- [TASK TO COMPLETE]:
Reproduce word for word the part of the Go-Carts liquidation passage below that falls between "In December 2011, a" and "of over $3million.", inclusive.

- [SELECTED EXCERPT]:
===============

In December 2011, a liquidator was appointed to Go-Carts. An investigation of the affairs of Go-Carts by the liquidator disclosed a probable shortage of funds of over $3million.
Although there had been a steady increase in Go-Carts' sales of tickets into the go-karting venues from 2010 to 2011 (resulting in substantial trading profits), the liquidator reported the following:
  1. the purchase of a $4million chateau in France with funds from Go-Carts which, upon resale, was only likely to realise $3million – representing an expected net loss of $1million;
  2. the purchase of new motorised sweepers designed to collect litter on the go-karting tracks which, despite high hopes at the time and potentially large (labour) cost savings, subsequently proved to be unsuitable and had to be replaced at a net cost of over $800,000;
  3. that $200,000 is due from Shrewd Advisers Ltd (Shrewd), Go-Carts' investment advisers, a company of which Earl is the governing director and majority shareholder. There is a guarantee by Shrewd in favour of Go-Carts for $100,000 but, given Shrewd's financial position, no more than $70,000 is likely to be recovered. Earl did not disclose his interest in Shrewd Pty Ltd to the Go-Carts Board, although they knew about it; and
  4. Earl had himself fraudulently misappropriated about $1million to finance his extravagant lifestyle. Fraud charges against Earl are currently being heard by the county court.

===============

- [DATA EXCERPTS]:
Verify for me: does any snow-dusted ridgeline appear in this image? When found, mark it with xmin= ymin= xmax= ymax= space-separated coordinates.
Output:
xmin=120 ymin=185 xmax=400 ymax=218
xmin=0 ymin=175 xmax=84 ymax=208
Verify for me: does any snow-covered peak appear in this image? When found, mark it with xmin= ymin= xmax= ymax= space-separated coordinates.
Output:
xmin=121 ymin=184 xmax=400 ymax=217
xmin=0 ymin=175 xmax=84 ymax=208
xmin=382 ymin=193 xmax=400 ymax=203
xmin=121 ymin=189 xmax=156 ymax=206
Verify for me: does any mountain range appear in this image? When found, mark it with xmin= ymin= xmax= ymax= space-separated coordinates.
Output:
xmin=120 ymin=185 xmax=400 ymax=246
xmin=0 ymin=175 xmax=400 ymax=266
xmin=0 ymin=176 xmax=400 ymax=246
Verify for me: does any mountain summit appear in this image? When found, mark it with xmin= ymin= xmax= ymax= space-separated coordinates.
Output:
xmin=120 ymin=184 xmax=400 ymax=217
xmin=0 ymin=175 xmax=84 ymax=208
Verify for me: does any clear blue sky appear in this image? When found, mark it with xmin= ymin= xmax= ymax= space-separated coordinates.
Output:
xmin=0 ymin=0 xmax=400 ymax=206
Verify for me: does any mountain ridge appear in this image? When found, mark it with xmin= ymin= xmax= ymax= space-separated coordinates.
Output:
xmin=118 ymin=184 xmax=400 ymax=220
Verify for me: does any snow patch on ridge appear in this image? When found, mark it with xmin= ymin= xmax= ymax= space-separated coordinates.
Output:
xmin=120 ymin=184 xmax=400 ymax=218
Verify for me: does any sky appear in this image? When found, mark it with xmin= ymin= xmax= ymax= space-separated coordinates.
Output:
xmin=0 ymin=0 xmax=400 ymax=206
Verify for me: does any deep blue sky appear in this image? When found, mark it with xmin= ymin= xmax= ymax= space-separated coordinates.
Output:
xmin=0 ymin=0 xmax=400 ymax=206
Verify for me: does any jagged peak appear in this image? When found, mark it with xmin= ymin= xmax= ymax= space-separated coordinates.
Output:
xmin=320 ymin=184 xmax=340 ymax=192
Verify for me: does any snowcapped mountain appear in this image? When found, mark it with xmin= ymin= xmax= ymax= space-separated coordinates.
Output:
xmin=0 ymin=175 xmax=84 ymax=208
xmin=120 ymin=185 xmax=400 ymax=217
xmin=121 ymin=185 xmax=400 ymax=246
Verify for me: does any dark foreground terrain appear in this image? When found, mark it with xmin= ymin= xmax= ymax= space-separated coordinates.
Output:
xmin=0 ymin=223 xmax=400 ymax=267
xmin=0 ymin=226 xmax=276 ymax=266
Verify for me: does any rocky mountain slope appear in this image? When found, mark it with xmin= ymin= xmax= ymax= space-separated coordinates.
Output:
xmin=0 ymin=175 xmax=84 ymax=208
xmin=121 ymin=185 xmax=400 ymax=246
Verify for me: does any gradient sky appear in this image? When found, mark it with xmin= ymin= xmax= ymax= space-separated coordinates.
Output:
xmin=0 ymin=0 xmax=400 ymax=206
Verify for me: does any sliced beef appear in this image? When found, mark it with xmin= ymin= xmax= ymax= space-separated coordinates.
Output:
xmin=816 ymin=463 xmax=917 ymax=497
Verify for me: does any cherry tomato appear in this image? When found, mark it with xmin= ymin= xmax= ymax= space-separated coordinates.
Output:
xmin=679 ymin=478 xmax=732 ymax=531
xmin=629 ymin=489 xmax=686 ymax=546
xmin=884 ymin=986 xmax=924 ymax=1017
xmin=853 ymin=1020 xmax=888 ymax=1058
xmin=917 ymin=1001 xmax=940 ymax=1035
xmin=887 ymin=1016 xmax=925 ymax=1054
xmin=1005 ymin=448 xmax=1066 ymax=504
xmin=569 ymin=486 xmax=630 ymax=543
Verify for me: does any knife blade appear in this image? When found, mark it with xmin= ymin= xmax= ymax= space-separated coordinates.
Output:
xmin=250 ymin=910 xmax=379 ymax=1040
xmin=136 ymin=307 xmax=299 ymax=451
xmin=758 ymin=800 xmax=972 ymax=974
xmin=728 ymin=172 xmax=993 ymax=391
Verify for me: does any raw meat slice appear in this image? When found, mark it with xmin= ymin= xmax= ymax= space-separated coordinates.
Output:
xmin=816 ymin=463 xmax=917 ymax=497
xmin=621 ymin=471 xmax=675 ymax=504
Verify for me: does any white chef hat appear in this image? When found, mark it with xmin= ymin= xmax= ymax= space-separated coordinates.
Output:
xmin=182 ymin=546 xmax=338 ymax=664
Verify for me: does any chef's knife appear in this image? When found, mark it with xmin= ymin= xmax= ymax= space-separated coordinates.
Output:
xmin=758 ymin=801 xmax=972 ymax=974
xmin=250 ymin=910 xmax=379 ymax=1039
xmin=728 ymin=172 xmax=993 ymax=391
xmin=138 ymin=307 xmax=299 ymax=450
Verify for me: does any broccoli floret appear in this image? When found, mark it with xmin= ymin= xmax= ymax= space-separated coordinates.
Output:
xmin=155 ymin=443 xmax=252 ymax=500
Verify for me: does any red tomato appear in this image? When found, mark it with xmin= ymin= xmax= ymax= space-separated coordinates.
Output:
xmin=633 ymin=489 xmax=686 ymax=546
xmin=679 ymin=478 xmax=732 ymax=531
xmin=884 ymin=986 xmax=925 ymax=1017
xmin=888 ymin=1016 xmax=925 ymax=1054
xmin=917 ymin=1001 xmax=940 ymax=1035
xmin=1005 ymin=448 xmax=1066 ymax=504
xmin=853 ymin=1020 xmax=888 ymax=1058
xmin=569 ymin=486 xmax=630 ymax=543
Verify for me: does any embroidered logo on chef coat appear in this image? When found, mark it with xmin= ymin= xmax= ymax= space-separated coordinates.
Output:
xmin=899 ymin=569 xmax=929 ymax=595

===============

- [WRITTEN SOLUTION]:
In December 2011, a liquidator was appointed to Go-Carts. An investigation of the affairs of Go-Carts by the liquidator disclosed a probable shortage of funds of over $3million.